Saved entries
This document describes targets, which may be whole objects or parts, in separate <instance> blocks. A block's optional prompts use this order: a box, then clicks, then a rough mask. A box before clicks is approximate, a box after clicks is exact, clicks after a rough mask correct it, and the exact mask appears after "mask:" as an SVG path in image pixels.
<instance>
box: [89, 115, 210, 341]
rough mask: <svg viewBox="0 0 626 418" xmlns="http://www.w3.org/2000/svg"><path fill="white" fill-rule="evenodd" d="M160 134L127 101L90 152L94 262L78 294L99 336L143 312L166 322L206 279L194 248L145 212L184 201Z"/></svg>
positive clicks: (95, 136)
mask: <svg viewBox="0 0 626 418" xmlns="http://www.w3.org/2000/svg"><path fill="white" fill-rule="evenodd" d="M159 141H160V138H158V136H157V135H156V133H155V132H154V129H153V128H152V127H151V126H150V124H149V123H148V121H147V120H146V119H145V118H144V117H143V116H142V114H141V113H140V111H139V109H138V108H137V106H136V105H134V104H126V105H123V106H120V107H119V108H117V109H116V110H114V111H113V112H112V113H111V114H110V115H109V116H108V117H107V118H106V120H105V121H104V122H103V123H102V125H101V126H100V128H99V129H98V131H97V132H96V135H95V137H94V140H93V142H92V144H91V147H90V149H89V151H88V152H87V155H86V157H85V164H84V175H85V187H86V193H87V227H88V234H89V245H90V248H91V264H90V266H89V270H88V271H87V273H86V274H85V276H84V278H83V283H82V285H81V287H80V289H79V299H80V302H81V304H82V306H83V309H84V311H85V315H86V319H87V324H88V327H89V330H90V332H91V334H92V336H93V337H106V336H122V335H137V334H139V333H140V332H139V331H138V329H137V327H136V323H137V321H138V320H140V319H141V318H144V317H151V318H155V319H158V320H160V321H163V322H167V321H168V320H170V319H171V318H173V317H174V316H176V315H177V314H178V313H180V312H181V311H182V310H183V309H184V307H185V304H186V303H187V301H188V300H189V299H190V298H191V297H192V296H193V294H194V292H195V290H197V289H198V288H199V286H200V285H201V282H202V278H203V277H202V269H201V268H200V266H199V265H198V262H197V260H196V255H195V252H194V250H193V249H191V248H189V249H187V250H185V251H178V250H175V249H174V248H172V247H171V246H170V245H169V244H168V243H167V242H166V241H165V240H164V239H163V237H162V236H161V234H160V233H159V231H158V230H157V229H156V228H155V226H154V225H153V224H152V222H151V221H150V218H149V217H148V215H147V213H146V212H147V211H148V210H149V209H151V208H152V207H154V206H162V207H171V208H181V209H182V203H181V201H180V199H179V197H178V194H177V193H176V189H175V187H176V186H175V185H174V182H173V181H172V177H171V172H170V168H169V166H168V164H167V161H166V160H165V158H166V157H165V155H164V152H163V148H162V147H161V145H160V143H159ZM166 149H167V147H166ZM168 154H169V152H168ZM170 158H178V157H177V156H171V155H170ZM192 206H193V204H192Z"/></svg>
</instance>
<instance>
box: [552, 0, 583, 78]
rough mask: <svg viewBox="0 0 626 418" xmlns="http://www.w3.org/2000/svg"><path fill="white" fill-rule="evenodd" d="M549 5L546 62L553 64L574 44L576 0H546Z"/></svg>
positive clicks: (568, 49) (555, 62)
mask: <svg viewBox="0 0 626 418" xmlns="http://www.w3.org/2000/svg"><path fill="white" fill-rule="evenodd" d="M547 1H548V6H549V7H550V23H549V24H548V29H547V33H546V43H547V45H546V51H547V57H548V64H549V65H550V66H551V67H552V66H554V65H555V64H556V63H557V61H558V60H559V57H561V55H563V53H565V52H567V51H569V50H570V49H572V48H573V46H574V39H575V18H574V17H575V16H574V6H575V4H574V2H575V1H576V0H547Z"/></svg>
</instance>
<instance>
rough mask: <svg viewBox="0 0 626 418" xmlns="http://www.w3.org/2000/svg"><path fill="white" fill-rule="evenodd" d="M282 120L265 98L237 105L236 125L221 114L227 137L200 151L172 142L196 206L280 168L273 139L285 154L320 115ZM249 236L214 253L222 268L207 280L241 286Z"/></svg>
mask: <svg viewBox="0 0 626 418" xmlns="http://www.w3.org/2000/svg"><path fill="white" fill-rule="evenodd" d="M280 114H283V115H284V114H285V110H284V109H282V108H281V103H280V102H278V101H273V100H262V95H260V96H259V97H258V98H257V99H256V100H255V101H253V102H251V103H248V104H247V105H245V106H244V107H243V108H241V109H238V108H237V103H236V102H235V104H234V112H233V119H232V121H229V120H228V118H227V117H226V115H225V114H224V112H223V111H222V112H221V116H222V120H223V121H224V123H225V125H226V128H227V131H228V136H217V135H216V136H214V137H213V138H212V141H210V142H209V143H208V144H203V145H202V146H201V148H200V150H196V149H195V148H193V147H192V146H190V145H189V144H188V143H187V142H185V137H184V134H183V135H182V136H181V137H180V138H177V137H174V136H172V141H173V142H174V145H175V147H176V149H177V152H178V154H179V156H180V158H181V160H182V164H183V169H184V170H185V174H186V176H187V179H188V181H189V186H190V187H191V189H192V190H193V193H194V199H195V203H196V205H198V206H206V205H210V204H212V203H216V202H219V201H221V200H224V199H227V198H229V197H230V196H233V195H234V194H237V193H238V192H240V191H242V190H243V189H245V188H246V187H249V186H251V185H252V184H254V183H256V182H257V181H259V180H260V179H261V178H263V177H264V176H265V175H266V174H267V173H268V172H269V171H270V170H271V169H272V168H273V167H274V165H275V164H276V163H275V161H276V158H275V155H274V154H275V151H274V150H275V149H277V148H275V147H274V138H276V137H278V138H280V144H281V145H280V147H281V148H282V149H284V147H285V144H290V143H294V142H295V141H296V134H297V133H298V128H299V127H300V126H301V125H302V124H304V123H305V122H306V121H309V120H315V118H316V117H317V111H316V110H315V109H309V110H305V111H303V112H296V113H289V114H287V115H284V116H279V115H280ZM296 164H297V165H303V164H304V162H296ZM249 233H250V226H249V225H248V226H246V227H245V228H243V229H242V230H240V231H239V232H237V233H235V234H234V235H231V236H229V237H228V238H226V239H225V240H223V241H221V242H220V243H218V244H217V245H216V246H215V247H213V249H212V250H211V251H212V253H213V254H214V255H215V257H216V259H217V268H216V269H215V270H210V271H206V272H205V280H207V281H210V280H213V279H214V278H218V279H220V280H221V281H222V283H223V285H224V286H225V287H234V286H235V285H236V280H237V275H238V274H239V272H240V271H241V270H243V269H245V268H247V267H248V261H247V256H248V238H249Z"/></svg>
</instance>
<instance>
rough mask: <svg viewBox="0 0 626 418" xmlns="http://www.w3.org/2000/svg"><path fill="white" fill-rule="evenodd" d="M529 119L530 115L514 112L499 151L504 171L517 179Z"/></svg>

__Task prompt__: In full and exactly as written, repeat the data.

__Output for this task__:
This document describes targets, which may be whole objects or parts, in separate <instance> blocks. A block's optional prompts use this order: a box, then clicks, then a rough mask. A box before clicks is approximate, a box after clicks is exact, clicks after a rough mask correct it, and the exact mask appears after "mask:" as an SVG path in image pixels.
<instance>
box: [89, 115, 210, 341]
rough mask: <svg viewBox="0 0 626 418" xmlns="http://www.w3.org/2000/svg"><path fill="white" fill-rule="evenodd" d="M160 134L127 101L90 152L94 262L78 294L99 336L143 312L166 322L206 279L194 248L145 212L184 201Z"/></svg>
positive clicks: (95, 136)
mask: <svg viewBox="0 0 626 418" xmlns="http://www.w3.org/2000/svg"><path fill="white" fill-rule="evenodd" d="M159 141H160V138H158V136H157V135H156V133H155V132H154V129H153V128H152V127H151V126H150V124H149V123H148V121H147V120H146V119H145V118H144V117H143V116H142V114H141V113H140V111H139V109H138V108H137V106H136V105H134V104H126V105H123V106H120V107H119V108H117V109H116V110H114V111H113V112H112V113H111V114H110V115H109V116H108V117H107V118H106V120H105V121H104V122H103V123H102V125H101V126H100V128H99V129H98V131H97V132H96V135H95V137H94V140H93V142H92V144H91V147H90V149H89V151H88V152H87V155H86V157H85V164H84V175H85V187H86V193H87V227H88V234H89V245H90V248H91V264H90V266H89V270H88V271H87V273H86V274H85V276H84V278H83V283H82V285H81V287H80V289H79V299H80V302H81V304H82V306H83V309H84V311H85V315H86V319H87V324H88V327H89V330H90V332H91V334H92V336H93V337H106V336H122V335H137V334H139V333H140V332H139V331H138V329H137V327H136V323H137V321H138V320H140V319H141V318H144V317H151V318H155V319H158V320H160V321H163V322H167V321H168V320H170V319H171V318H173V317H174V316H176V315H177V314H178V313H180V312H181V311H182V310H183V309H184V307H185V304H186V303H187V301H188V300H189V299H190V298H191V297H192V296H193V294H194V292H195V290H197V289H198V288H199V286H200V285H201V282H202V278H203V277H202V269H201V268H200V266H199V265H198V262H197V260H196V255H195V252H194V250H193V249H191V248H189V249H187V250H185V251H178V250H175V249H174V248H172V247H171V246H170V245H169V244H168V243H167V242H166V241H165V240H164V239H163V237H162V236H161V234H160V233H159V231H158V230H157V229H156V228H155V226H154V225H153V224H152V222H151V221H150V218H149V217H148V215H147V213H146V212H147V211H148V210H149V209H151V208H152V207H154V206H162V207H171V208H181V209H182V203H181V201H180V199H179V197H178V194H177V193H176V189H175V187H176V186H175V185H174V182H173V181H172V177H171V172H170V168H169V166H168V164H167V161H166V160H165V158H166V157H165V155H164V152H163V148H162V147H161V145H160V143H159ZM166 149H167V147H166ZM168 154H169V152H168ZM170 158H178V157H177V156H171V155H170ZM192 206H193V204H192Z"/></svg>
</instance>
<instance>
box: [552, 0, 583, 78]
rough mask: <svg viewBox="0 0 626 418" xmlns="http://www.w3.org/2000/svg"><path fill="white" fill-rule="evenodd" d="M549 5L546 62L553 64L574 44L576 0H546Z"/></svg>
positive clicks: (568, 49) (555, 62)
mask: <svg viewBox="0 0 626 418" xmlns="http://www.w3.org/2000/svg"><path fill="white" fill-rule="evenodd" d="M547 1H548V6H549V7H550V23H549V24H548V29H547V33H546V43H547V45H546V51H547V57H548V64H549V65H550V66H551V67H552V66H554V65H555V64H556V63H557V61H558V60H559V57H561V55H563V53H565V52H567V51H569V50H570V49H572V48H573V46H574V39H575V18H574V17H575V16H574V6H575V4H574V2H575V1H576V0H547Z"/></svg>
</instance>
<instance>
rough mask: <svg viewBox="0 0 626 418" xmlns="http://www.w3.org/2000/svg"><path fill="white" fill-rule="evenodd" d="M282 120L265 98L237 105L236 125L221 114L227 137L200 151L172 142L196 206L280 168L273 139L285 154L320 115ZM249 236L214 253L222 268L207 280L241 286Z"/></svg>
mask: <svg viewBox="0 0 626 418" xmlns="http://www.w3.org/2000/svg"><path fill="white" fill-rule="evenodd" d="M280 114H283V115H284V114H285V110H284V109H282V108H281V103H280V102H278V101H273V100H262V95H260V96H259V97H258V98H257V99H256V100H255V101H253V102H251V103H248V104H247V105H245V106H244V107H243V108H241V109H238V108H237V103H236V102H235V104H234V112H233V119H232V121H229V120H228V118H227V117H226V115H225V114H224V112H223V111H222V112H221V116H222V120H223V121H224V123H225V125H226V128H227V131H228V136H217V135H216V136H214V137H213V138H212V141H210V142H209V143H208V144H203V145H202V146H201V148H200V150H196V149H195V148H193V147H192V146H190V145H189V144H188V143H187V142H185V137H184V134H183V135H182V136H181V137H180V138H177V137H174V136H172V141H173V142H174V145H175V147H176V149H177V152H178V154H179V156H180V158H181V160H182V164H183V169H184V170H185V174H186V176H187V179H188V181H189V186H190V187H191V189H192V190H193V193H194V199H195V203H196V205H198V206H206V205H210V204H212V203H216V202H219V201H221V200H224V199H227V198H229V197H230V196H233V195H234V194H237V193H238V192H240V191H242V190H243V189H245V188H246V187H249V186H251V185H252V184H254V183H256V182H257V181H259V180H260V179H261V178H263V177H264V176H265V175H266V174H267V173H268V172H269V171H270V170H271V169H272V168H273V167H274V165H275V164H276V163H275V161H276V158H275V155H274V154H275V151H274V150H275V149H277V148H275V147H274V138H276V137H278V138H280V144H281V145H280V147H281V148H282V149H284V147H285V144H290V143H294V142H295V141H296V134H297V133H298V128H299V127H300V126H301V125H302V124H304V123H305V122H306V121H309V120H315V118H316V117H317V111H316V110H315V109H309V110H305V111H303V112H296V113H289V114H287V115H284V116H279V115H280ZM296 164H297V165H303V164H304V162H296ZM249 233H250V226H249V225H248V226H246V227H245V228H243V229H242V230H240V231H239V232H237V233H235V234H234V235H231V236H229V237H228V238H226V239H225V240H223V241H221V242H220V243H218V244H217V245H216V246H215V247H213V249H212V250H211V251H212V253H213V254H214V255H215V257H216V259H217V268H216V269H215V270H210V271H206V272H205V280H207V281H210V280H213V279H214V278H218V279H220V280H221V281H222V283H223V285H224V286H225V287H234V286H235V285H236V280H237V275H238V274H239V272H240V271H241V270H243V269H245V268H247V267H248V261H247V256H248V238H249Z"/></svg>
</instance>
<instance>
rough mask: <svg viewBox="0 0 626 418" xmlns="http://www.w3.org/2000/svg"><path fill="white" fill-rule="evenodd" d="M529 119L530 115L514 112L499 151L504 171L517 179Z"/></svg>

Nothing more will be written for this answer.